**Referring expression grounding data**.

-- Opening Marker --

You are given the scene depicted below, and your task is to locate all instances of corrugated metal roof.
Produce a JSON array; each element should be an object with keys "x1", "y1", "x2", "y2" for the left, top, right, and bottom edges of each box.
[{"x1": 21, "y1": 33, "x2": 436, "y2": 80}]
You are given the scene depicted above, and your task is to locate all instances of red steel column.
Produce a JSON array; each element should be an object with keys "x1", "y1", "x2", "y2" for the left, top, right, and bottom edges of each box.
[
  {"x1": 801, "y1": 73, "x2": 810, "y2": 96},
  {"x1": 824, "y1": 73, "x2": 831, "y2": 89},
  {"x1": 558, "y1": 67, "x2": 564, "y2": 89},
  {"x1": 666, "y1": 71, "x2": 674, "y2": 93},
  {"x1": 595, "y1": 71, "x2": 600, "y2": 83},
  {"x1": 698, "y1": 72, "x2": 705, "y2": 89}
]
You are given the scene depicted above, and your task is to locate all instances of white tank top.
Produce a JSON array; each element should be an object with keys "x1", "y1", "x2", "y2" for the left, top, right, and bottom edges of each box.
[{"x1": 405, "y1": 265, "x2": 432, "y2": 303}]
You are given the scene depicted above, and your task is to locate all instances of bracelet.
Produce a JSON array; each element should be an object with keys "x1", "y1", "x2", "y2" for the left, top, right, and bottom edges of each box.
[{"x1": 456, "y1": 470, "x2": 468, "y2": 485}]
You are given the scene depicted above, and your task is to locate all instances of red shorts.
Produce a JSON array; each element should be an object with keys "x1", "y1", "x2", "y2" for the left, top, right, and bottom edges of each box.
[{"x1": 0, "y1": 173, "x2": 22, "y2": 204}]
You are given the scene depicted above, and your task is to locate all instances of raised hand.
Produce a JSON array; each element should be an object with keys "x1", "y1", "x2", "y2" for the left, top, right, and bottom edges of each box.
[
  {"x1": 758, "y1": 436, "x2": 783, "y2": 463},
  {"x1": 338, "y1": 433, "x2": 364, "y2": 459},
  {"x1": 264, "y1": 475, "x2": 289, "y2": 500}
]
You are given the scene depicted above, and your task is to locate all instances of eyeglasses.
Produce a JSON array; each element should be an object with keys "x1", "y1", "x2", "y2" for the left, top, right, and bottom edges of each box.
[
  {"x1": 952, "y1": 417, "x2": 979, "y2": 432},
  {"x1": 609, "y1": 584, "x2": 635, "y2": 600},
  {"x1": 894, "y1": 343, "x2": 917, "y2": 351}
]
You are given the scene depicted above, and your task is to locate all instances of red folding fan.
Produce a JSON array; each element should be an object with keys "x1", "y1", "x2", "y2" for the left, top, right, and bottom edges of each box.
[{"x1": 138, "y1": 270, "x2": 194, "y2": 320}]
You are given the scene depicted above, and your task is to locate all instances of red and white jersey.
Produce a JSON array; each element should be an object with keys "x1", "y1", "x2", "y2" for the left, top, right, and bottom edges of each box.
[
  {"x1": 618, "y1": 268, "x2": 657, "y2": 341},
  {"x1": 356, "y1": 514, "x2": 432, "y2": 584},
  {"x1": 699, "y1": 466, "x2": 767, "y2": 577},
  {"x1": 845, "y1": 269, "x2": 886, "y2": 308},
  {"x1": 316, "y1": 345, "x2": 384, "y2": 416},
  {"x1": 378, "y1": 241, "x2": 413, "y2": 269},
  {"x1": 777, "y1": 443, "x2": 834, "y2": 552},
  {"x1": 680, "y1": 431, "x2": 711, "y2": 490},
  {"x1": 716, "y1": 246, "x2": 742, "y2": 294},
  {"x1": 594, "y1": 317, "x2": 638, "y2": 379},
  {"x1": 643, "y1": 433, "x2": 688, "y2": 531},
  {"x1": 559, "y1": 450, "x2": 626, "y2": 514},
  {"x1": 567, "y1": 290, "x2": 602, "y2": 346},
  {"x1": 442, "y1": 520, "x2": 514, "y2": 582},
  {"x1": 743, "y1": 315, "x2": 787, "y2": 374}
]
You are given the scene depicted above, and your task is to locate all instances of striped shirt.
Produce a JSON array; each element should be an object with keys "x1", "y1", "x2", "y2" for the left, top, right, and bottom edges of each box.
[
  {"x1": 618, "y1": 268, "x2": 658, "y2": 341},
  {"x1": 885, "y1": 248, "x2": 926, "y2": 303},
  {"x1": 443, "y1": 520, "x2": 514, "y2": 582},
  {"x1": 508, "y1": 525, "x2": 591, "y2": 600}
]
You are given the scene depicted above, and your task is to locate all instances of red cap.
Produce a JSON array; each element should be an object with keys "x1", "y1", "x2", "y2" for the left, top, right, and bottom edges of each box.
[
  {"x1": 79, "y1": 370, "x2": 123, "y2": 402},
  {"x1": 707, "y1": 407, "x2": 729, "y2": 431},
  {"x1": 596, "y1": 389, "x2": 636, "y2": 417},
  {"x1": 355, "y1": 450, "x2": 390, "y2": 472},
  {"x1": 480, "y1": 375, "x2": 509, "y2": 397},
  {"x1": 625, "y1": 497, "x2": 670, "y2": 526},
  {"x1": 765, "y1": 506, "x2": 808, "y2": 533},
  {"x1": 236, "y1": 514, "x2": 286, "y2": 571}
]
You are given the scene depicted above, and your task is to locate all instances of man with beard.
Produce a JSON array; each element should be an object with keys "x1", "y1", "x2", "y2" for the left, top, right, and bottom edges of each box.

-- Closing Marker --

**Instructions for the task**. Only the lines above that include the word "white" belong in the answer; copy each one.

**Solution for this problem**.
You are given the scene depicted above, and your task is to locate all instances of white tank top.
You are given the scene depicted above, and your task is to locate all instances of red and white jersey.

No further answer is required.